<<<<
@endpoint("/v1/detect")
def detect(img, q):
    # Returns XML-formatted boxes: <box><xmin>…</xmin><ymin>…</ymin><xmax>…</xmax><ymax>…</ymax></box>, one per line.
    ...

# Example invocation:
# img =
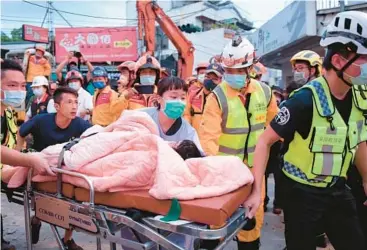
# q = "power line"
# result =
<box><xmin>23</xmin><ymin>0</ymin><xmax>208</xmax><ymax>21</ymax></box>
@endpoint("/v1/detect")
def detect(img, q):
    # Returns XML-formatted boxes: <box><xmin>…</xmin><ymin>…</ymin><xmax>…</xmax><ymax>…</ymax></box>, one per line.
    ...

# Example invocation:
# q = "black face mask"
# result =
<box><xmin>204</xmin><ymin>79</ymin><xmax>217</xmax><ymax>91</ymax></box>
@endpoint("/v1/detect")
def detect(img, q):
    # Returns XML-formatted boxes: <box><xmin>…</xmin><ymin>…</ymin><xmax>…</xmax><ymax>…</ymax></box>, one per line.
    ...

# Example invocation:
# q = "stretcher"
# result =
<box><xmin>2</xmin><ymin>145</ymin><xmax>254</xmax><ymax>250</ymax></box>
<box><xmin>24</xmin><ymin>168</ymin><xmax>250</xmax><ymax>250</ymax></box>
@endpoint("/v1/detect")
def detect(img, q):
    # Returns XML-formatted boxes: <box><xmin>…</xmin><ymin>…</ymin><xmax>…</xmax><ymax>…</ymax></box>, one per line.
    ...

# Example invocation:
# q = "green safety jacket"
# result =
<box><xmin>283</xmin><ymin>77</ymin><xmax>367</xmax><ymax>187</ymax></box>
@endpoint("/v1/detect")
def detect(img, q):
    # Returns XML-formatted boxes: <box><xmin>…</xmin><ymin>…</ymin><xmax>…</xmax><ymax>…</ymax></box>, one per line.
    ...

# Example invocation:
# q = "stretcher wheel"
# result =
<box><xmin>242</xmin><ymin>217</ymin><xmax>256</xmax><ymax>231</ymax></box>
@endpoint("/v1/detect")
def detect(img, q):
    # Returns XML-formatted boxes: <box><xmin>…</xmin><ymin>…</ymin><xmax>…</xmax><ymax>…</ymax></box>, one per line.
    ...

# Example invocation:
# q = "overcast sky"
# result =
<box><xmin>1</xmin><ymin>0</ymin><xmax>290</xmax><ymax>33</ymax></box>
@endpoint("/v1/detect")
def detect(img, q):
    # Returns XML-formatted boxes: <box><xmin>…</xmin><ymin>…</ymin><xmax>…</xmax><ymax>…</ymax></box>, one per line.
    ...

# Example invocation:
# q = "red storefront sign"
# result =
<box><xmin>23</xmin><ymin>24</ymin><xmax>48</xmax><ymax>43</ymax></box>
<box><xmin>55</xmin><ymin>27</ymin><xmax>138</xmax><ymax>62</ymax></box>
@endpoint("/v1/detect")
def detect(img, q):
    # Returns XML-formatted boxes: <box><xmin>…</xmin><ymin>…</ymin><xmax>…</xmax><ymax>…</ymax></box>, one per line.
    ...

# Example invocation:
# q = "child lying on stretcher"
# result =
<box><xmin>169</xmin><ymin>140</ymin><xmax>204</xmax><ymax>160</ymax></box>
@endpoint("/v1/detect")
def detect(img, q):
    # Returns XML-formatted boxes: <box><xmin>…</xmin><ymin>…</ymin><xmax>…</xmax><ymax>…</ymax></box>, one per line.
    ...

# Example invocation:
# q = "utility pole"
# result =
<box><xmin>47</xmin><ymin>1</ymin><xmax>55</xmax><ymax>59</ymax></box>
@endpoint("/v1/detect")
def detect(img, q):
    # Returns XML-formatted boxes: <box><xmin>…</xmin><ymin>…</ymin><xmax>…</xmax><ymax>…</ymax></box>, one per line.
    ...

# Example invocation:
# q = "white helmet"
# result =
<box><xmin>31</xmin><ymin>76</ymin><xmax>48</xmax><ymax>88</ymax></box>
<box><xmin>221</xmin><ymin>35</ymin><xmax>255</xmax><ymax>69</ymax></box>
<box><xmin>320</xmin><ymin>11</ymin><xmax>367</xmax><ymax>54</ymax></box>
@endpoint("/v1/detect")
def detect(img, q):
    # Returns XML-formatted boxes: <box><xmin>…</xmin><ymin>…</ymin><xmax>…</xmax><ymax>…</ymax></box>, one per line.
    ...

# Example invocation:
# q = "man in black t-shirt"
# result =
<box><xmin>244</xmin><ymin>11</ymin><xmax>367</xmax><ymax>250</ymax></box>
<box><xmin>17</xmin><ymin>87</ymin><xmax>91</xmax><ymax>250</ymax></box>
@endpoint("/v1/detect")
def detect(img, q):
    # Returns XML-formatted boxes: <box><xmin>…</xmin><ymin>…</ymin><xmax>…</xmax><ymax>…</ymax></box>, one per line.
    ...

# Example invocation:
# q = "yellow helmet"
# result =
<box><xmin>290</xmin><ymin>50</ymin><xmax>322</xmax><ymax>77</ymax></box>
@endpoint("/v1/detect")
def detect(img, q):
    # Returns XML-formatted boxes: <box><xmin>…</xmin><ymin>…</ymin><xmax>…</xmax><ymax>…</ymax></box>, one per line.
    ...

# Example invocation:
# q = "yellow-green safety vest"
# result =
<box><xmin>213</xmin><ymin>80</ymin><xmax>272</xmax><ymax>167</ymax></box>
<box><xmin>283</xmin><ymin>77</ymin><xmax>367</xmax><ymax>187</ymax></box>
<box><xmin>0</xmin><ymin>108</ymin><xmax>18</xmax><ymax>169</ymax></box>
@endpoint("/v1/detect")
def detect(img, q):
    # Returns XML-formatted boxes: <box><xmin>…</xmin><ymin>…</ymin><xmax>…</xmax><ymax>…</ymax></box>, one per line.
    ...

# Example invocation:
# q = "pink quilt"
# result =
<box><xmin>2</xmin><ymin>111</ymin><xmax>253</xmax><ymax>200</ymax></box>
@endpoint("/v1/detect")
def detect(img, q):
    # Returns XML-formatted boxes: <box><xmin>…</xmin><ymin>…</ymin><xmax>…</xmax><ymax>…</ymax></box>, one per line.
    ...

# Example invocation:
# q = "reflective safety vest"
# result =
<box><xmin>283</xmin><ymin>77</ymin><xmax>367</xmax><ymax>187</ymax></box>
<box><xmin>1</xmin><ymin>108</ymin><xmax>18</xmax><ymax>148</ymax></box>
<box><xmin>0</xmin><ymin>108</ymin><xmax>18</xmax><ymax>169</ymax></box>
<box><xmin>213</xmin><ymin>80</ymin><xmax>271</xmax><ymax>167</ymax></box>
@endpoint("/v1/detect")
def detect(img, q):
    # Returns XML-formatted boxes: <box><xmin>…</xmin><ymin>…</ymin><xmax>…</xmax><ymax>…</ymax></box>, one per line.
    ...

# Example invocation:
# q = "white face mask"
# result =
<box><xmin>293</xmin><ymin>71</ymin><xmax>308</xmax><ymax>86</ymax></box>
<box><xmin>140</xmin><ymin>76</ymin><xmax>155</xmax><ymax>85</ymax></box>
<box><xmin>69</xmin><ymin>82</ymin><xmax>80</xmax><ymax>91</ymax></box>
<box><xmin>344</xmin><ymin>63</ymin><xmax>367</xmax><ymax>85</ymax></box>
<box><xmin>33</xmin><ymin>88</ymin><xmax>44</xmax><ymax>97</ymax></box>
<box><xmin>198</xmin><ymin>74</ymin><xmax>205</xmax><ymax>83</ymax></box>
<box><xmin>1</xmin><ymin>90</ymin><xmax>27</xmax><ymax>107</ymax></box>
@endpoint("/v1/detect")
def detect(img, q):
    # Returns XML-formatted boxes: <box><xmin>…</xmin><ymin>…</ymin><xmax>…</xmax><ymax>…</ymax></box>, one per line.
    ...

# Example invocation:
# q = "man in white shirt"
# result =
<box><xmin>65</xmin><ymin>70</ymin><xmax>93</xmax><ymax>120</ymax></box>
<box><xmin>25</xmin><ymin>76</ymin><xmax>56</xmax><ymax>121</ymax></box>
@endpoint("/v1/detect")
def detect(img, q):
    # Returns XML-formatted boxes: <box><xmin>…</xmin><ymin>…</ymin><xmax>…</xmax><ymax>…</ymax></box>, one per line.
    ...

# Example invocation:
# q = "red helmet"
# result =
<box><xmin>65</xmin><ymin>70</ymin><xmax>83</xmax><ymax>84</ymax></box>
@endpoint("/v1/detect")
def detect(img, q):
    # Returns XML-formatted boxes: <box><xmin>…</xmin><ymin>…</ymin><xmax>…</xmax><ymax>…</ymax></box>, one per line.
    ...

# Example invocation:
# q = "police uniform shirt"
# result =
<box><xmin>270</xmin><ymin>81</ymin><xmax>353</xmax><ymax>153</ymax></box>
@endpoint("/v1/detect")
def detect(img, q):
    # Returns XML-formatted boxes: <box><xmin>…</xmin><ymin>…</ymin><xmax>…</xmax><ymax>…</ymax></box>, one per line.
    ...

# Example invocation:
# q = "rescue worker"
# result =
<box><xmin>290</xmin><ymin>50</ymin><xmax>327</xmax><ymax>248</ymax></box>
<box><xmin>264</xmin><ymin>85</ymin><xmax>284</xmax><ymax>215</ymax></box>
<box><xmin>124</xmin><ymin>55</ymin><xmax>161</xmax><ymax>110</ymax></box>
<box><xmin>290</xmin><ymin>50</ymin><xmax>322</xmax><ymax>87</ymax></box>
<box><xmin>56</xmin><ymin>51</ymin><xmax>94</xmax><ymax>87</ymax></box>
<box><xmin>250</xmin><ymin>62</ymin><xmax>267</xmax><ymax>81</ymax></box>
<box><xmin>26</xmin><ymin>46</ymin><xmax>51</xmax><ymax>105</ymax></box>
<box><xmin>244</xmin><ymin>11</ymin><xmax>367</xmax><ymax>250</ymax></box>
<box><xmin>17</xmin><ymin>87</ymin><xmax>91</xmax><ymax>250</ymax></box>
<box><xmin>25</xmin><ymin>76</ymin><xmax>56</xmax><ymax>122</ymax></box>
<box><xmin>160</xmin><ymin>67</ymin><xmax>171</xmax><ymax>79</ymax></box>
<box><xmin>188</xmin><ymin>62</ymin><xmax>209</xmax><ymax>94</ymax></box>
<box><xmin>117</xmin><ymin>61</ymin><xmax>135</xmax><ymax>87</ymax></box>
<box><xmin>92</xmin><ymin>66</ymin><xmax>128</xmax><ymax>126</ymax></box>
<box><xmin>0</xmin><ymin>60</ymin><xmax>26</xmax><ymax>250</ymax></box>
<box><xmin>199</xmin><ymin>35</ymin><xmax>278</xmax><ymax>249</ymax></box>
<box><xmin>65</xmin><ymin>70</ymin><xmax>93</xmax><ymax>121</ymax></box>
<box><xmin>184</xmin><ymin>63</ymin><xmax>224</xmax><ymax>131</ymax></box>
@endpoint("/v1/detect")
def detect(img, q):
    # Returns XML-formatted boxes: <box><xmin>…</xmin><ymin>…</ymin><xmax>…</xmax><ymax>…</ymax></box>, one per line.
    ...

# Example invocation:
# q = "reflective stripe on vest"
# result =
<box><xmin>0</xmin><ymin>108</ymin><xmax>18</xmax><ymax>169</ymax></box>
<box><xmin>283</xmin><ymin>77</ymin><xmax>367</xmax><ymax>187</ymax></box>
<box><xmin>213</xmin><ymin>82</ymin><xmax>267</xmax><ymax>166</ymax></box>
<box><xmin>259</xmin><ymin>81</ymin><xmax>272</xmax><ymax>107</ymax></box>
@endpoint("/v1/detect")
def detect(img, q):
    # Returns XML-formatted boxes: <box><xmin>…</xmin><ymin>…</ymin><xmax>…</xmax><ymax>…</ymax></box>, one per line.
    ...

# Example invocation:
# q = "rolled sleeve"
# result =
<box><xmin>198</xmin><ymin>94</ymin><xmax>222</xmax><ymax>155</ymax></box>
<box><xmin>19</xmin><ymin>117</ymin><xmax>38</xmax><ymax>138</ymax></box>
<box><xmin>265</xmin><ymin>95</ymin><xmax>279</xmax><ymax>126</ymax></box>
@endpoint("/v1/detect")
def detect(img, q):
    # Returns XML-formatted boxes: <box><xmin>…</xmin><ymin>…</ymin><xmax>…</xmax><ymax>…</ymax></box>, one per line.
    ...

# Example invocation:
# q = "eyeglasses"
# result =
<box><xmin>293</xmin><ymin>66</ymin><xmax>308</xmax><ymax>72</ymax></box>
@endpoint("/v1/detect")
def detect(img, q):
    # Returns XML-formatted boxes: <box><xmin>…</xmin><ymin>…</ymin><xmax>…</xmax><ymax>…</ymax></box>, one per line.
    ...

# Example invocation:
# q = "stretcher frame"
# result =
<box><xmin>24</xmin><ymin>165</ymin><xmax>252</xmax><ymax>250</ymax></box>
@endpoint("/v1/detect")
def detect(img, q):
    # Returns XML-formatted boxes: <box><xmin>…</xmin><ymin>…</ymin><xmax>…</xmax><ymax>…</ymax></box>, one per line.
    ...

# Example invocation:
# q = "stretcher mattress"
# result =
<box><xmin>75</xmin><ymin>185</ymin><xmax>251</xmax><ymax>226</ymax></box>
<box><xmin>33</xmin><ymin>182</ymin><xmax>251</xmax><ymax>226</ymax></box>
<box><xmin>32</xmin><ymin>181</ymin><xmax>75</xmax><ymax>199</ymax></box>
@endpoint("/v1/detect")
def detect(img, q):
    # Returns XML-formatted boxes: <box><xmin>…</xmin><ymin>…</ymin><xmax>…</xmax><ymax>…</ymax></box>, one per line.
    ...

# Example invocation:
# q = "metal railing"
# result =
<box><xmin>316</xmin><ymin>0</ymin><xmax>340</xmax><ymax>10</ymax></box>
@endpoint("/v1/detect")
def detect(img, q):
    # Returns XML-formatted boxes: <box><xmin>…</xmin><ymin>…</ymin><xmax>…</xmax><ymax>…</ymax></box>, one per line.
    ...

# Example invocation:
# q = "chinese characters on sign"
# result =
<box><xmin>23</xmin><ymin>24</ymin><xmax>48</xmax><ymax>43</ymax></box>
<box><xmin>55</xmin><ymin>27</ymin><xmax>138</xmax><ymax>62</ymax></box>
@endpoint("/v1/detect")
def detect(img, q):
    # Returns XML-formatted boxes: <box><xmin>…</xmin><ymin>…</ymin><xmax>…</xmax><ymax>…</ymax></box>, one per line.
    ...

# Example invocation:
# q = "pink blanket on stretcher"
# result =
<box><xmin>2</xmin><ymin>111</ymin><xmax>253</xmax><ymax>200</ymax></box>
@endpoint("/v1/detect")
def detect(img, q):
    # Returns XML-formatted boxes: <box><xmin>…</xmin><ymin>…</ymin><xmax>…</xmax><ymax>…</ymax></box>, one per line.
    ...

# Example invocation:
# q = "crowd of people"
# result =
<box><xmin>1</xmin><ymin>11</ymin><xmax>367</xmax><ymax>250</ymax></box>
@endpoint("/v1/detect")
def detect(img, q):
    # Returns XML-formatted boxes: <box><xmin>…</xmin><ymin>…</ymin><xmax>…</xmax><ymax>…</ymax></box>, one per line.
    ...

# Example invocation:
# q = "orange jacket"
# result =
<box><xmin>92</xmin><ymin>86</ymin><xmax>129</xmax><ymax>126</ymax></box>
<box><xmin>198</xmin><ymin>79</ymin><xmax>278</xmax><ymax>155</ymax></box>
<box><xmin>184</xmin><ymin>87</ymin><xmax>206</xmax><ymax>131</ymax></box>
<box><xmin>27</xmin><ymin>55</ymin><xmax>51</xmax><ymax>82</ymax></box>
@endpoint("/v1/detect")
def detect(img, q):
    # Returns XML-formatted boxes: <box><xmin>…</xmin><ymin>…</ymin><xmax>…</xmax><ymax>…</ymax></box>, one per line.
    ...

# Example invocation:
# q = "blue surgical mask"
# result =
<box><xmin>1</xmin><ymin>90</ymin><xmax>27</xmax><ymax>107</ymax></box>
<box><xmin>350</xmin><ymin>63</ymin><xmax>367</xmax><ymax>85</ymax></box>
<box><xmin>224</xmin><ymin>74</ymin><xmax>247</xmax><ymax>89</ymax></box>
<box><xmin>69</xmin><ymin>82</ymin><xmax>80</xmax><ymax>91</ymax></box>
<box><xmin>204</xmin><ymin>79</ymin><xmax>217</xmax><ymax>91</ymax></box>
<box><xmin>32</xmin><ymin>88</ymin><xmax>44</xmax><ymax>97</ymax></box>
<box><xmin>93</xmin><ymin>81</ymin><xmax>106</xmax><ymax>89</ymax></box>
<box><xmin>198</xmin><ymin>74</ymin><xmax>205</xmax><ymax>83</ymax></box>
<box><xmin>140</xmin><ymin>76</ymin><xmax>155</xmax><ymax>85</ymax></box>
<box><xmin>163</xmin><ymin>100</ymin><xmax>186</xmax><ymax>120</ymax></box>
>>>>
_EXERCISE_
Which lines of the records above contain the string "sign"? Copy each of those lines in full.

_WRITTEN REPLY_
# q = "red storefront sign"
# q = "chinese characters on sign"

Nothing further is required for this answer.